━━━━━ Selected excerpt ━━━━━
Best Work 最佳作品
- Research-based, Meta-documentary, Alienation, Post-internet, Experimental documentary
Directed, produced, edited by: April Lin 林森
Produced by: Jamila Versi
Music: Reinabe
With: Space Inc (空间)by: Raw2.2 (Yun-Chin)
April Lin 林森 (b. 1996, Stockholm — they/them) is an artist-filmmaker investigating image-making as a site for the construction, sustenance and dissemination of co-existent yet conflicting truths. They dream & explore & critique & fret & catastrophize & imagine & play with the potentials that the moving image holds — for collective remembering of forgotten pasts, for the critical examining of normalised presents, and for the visualising of freer futures as, of course, imagined from the periphery.
To April Lin, video is a self-reflexive and cathartic tool, interweaving strands of auto-biography, world-building, documentary, performance, and the post-Internet, topped off with an inevitable garnish consisting of the other matters dialoguing with their brain and heart during the making process of each piece. Uniting their genre-fluid body of work is a commitment to centring oppressed knowledges, building an ethics of collaboration around reciprocal care, and exploring the linkages between history, memory, and interpersonal and structural trauma.
Their films have been shown and screened at, including but not limited to: LA Filmforum, MADATAC, Botkyrka Konsthall, Arebyte Gallery, Konstfack, Camden Arts Centre, Beijing International Short Film Festival, Tunis International Feminist Art Festival, Floating Projects, Underwire Festival, Chinese Arts Now, Lausanne Underground Film & Music Festival, and the V&A.
Jurors’ notes:
“‘Digital death’ invokes ‘digital eternity’. Digital death indicates the notion of death – that is, the closure of a person’s life-time – is either impossible (in the conventional sense of the term) or has to be re-defined. I could not help relating this to COVID-19 -- how the diminishing and absence of ceremonial closure (funerals, though mainly for those who survive the dead) moderate our relation to death and digital death.” (Linda Lai)
━━━━━ Data supplied ━━━━━
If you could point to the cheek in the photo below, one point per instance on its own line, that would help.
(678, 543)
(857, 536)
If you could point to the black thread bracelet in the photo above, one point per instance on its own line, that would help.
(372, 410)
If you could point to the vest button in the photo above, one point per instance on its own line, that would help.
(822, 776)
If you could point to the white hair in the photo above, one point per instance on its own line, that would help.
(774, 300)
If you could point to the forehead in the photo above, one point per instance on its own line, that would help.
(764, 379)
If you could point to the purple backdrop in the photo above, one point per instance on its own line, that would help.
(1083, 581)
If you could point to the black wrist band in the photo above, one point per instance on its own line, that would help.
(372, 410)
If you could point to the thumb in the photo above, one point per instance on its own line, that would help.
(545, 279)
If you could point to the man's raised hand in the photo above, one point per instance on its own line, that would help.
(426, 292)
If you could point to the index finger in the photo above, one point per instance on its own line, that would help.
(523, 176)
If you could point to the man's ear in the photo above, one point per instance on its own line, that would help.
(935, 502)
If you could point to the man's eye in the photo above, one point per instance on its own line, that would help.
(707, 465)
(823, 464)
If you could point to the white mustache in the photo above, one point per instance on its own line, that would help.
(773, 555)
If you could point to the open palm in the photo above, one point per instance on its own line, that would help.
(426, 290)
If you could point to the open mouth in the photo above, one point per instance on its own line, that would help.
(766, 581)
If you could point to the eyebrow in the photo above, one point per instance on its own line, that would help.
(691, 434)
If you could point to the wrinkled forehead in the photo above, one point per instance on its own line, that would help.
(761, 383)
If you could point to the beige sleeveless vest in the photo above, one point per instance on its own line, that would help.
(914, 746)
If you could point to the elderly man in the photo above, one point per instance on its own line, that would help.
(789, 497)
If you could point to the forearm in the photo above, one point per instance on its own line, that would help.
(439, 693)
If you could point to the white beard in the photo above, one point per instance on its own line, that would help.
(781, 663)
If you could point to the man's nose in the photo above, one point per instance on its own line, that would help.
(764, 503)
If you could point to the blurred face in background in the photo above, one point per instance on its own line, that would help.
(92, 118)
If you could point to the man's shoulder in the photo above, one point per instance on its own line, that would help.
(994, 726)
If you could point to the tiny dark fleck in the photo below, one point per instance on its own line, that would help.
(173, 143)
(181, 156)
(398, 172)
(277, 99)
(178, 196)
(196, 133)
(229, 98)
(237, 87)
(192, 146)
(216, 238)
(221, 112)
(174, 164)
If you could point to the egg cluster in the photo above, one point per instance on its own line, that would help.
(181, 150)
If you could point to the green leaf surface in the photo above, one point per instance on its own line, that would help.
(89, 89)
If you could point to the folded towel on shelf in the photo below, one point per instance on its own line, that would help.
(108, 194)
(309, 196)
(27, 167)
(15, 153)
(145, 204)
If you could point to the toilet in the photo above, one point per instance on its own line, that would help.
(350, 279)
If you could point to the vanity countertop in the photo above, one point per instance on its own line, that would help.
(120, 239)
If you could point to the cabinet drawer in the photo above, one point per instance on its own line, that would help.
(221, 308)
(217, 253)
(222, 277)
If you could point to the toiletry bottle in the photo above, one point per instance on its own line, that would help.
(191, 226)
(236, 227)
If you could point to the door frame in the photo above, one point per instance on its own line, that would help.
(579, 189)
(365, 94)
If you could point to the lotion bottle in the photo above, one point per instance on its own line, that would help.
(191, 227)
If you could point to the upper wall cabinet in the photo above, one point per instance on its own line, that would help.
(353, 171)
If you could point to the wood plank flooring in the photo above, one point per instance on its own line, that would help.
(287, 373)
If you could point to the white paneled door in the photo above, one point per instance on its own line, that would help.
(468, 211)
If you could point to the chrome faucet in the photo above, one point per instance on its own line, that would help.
━━━━━
§ **Exercise goal**: Transcribe the part of the Best Work text between "To April Lin, video" and "and structural trauma.", inclusive.

§ **Exercise result**:
To April Lin, video is a self-reflexive and cathartic tool, interweaving strands of auto-biography, world-building, documentary, performance, and the post-Internet, topped off with an inevitable garnish consisting of the other matters dialoguing with their brain and heart during the making process of each piece. Uniting their genre-fluid body of work is a commitment to centring oppressed knowledges, building an ethics of collaboration around reciprocal care, and exploring the linkages between history, memory, and interpersonal and structural trauma.